* **Directions for this task**:
Will you quote only the lines starting at the one that contains "For every instance of the yellow" and ending with the last line of the listing below, inclusive?

* **Dataset content**:
◇ ◇ ◇ ◇ ◇ ◇ ◇
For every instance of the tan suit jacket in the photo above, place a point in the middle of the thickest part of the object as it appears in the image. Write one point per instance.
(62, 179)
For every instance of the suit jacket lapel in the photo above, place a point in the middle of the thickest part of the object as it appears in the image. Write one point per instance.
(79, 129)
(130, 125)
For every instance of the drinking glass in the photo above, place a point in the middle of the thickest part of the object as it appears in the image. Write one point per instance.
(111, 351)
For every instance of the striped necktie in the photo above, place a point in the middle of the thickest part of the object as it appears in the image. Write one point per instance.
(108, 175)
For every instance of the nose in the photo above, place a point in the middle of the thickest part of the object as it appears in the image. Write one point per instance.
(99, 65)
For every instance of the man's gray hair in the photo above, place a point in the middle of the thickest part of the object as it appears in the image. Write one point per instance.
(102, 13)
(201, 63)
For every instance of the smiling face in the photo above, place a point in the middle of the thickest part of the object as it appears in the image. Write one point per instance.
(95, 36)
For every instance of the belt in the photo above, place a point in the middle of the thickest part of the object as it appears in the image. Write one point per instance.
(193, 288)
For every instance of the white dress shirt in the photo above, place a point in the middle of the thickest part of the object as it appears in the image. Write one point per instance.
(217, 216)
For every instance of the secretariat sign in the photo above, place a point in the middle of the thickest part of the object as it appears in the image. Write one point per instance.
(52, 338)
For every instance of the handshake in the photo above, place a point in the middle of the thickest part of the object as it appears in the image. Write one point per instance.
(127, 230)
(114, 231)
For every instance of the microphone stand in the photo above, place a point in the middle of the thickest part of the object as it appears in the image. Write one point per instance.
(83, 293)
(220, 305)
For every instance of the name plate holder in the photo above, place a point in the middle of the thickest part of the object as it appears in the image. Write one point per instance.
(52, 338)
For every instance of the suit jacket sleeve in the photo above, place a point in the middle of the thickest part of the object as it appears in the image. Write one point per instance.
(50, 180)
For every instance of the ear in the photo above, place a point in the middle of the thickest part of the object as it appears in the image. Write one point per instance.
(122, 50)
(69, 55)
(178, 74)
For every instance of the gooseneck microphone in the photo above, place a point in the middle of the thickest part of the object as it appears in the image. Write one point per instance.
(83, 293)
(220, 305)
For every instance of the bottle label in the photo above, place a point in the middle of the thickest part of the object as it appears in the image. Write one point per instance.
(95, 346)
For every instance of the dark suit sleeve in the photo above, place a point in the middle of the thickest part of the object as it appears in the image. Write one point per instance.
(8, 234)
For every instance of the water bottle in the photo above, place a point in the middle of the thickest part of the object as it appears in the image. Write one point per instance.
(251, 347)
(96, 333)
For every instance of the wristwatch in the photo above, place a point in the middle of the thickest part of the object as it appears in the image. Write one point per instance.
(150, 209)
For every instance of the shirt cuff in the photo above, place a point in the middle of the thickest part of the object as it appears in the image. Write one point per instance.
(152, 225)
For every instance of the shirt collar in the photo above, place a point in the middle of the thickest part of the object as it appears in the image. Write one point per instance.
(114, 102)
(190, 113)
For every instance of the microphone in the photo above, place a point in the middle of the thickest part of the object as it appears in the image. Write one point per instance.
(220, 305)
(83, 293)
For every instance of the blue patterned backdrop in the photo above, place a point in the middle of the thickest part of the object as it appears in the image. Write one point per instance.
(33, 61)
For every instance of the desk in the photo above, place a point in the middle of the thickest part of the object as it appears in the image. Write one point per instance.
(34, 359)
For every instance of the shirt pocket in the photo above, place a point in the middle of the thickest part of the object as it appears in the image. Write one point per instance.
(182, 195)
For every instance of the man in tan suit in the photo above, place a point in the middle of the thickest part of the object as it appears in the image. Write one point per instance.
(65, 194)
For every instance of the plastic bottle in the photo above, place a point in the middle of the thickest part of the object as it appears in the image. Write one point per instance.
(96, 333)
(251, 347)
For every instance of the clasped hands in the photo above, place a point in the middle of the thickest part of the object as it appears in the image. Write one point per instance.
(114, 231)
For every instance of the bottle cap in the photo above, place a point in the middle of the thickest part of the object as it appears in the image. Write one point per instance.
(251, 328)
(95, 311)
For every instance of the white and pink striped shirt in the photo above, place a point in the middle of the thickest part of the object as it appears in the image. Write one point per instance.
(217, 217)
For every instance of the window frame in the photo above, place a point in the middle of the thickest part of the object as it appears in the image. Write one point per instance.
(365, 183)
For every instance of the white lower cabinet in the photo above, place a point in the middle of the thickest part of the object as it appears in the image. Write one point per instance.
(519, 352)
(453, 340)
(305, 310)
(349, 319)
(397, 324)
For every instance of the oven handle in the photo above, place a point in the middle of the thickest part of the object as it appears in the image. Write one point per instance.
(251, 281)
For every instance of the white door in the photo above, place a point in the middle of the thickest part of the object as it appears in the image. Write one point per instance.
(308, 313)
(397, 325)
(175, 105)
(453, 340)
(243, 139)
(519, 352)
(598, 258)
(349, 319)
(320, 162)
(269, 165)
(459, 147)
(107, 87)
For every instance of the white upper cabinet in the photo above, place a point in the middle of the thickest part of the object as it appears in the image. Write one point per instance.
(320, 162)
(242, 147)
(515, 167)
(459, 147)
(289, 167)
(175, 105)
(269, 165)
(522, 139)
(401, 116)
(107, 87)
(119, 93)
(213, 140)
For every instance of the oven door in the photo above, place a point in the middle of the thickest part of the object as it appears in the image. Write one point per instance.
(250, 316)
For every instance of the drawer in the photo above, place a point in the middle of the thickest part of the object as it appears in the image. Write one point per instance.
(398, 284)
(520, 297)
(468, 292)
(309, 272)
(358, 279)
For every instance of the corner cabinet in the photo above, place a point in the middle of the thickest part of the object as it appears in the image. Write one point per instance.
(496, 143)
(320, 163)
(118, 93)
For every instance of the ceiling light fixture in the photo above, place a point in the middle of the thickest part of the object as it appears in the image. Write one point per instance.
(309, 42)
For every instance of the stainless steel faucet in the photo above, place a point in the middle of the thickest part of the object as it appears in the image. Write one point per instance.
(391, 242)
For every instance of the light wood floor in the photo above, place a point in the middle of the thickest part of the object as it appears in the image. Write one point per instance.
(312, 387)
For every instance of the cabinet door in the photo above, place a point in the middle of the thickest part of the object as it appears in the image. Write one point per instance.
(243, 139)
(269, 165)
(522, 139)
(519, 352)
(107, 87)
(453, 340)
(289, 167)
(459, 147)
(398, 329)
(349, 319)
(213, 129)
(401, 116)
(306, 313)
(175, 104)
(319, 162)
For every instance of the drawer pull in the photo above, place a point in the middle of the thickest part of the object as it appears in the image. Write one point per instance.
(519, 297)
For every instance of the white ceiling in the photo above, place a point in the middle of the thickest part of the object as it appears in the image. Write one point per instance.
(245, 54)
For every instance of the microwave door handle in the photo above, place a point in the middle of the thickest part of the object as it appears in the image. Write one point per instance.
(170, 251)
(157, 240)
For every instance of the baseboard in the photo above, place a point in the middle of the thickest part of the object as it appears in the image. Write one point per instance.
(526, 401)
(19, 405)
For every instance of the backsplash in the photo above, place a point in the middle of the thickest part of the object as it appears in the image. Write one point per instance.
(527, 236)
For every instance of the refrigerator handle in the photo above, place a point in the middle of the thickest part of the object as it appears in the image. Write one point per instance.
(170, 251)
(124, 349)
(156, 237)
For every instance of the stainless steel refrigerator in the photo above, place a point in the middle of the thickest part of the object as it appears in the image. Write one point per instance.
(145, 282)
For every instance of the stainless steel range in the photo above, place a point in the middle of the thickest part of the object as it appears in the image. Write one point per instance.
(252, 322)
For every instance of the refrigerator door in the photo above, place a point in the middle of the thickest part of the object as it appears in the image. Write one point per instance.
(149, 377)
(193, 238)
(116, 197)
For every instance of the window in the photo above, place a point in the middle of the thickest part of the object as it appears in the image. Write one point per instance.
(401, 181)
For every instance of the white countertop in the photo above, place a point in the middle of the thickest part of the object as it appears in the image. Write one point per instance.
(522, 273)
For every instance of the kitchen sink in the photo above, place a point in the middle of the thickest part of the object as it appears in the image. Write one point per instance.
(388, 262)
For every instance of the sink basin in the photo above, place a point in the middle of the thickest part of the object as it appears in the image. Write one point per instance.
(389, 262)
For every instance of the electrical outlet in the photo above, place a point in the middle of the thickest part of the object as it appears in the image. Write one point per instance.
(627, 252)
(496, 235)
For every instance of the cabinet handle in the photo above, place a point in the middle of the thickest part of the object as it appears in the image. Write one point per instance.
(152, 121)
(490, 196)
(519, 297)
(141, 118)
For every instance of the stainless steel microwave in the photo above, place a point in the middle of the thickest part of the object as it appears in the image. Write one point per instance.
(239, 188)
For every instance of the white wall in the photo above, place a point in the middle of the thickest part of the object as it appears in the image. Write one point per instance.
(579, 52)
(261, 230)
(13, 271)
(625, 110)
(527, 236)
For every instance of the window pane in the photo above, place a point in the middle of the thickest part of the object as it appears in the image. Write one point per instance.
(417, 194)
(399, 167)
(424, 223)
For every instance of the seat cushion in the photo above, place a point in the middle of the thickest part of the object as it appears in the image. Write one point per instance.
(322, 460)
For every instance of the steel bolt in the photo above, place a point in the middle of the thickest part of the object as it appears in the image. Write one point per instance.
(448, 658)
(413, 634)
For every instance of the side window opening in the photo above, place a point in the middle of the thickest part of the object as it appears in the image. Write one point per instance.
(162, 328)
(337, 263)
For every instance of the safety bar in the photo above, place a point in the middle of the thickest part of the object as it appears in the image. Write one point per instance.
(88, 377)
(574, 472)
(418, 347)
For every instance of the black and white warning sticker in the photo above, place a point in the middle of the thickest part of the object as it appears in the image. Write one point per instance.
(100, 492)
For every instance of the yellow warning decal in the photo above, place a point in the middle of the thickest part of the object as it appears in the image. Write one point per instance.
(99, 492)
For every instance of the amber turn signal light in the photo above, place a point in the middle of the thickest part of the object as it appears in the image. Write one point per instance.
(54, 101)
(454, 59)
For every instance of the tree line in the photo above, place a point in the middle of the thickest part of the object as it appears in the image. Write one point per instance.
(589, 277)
◇ ◇ ◇ ◇ ◇ ◇ ◇
* **Answer to this problem**:
For every instance of the yellow warning decal in the photo above, place a point in the middle of the thickest part of the object as it appears in the image. Write one point per instance.
(99, 492)
For every instance of the amber turn signal light in the photo above, place a point in the middle of the thickest part of the object as it appears in the image. Write one point per instance.
(54, 101)
(454, 59)
For every instance of the tree line in the photo above, place a point in the middle of the thickest part of the object as it appears in the image. Write one point per instance.
(589, 277)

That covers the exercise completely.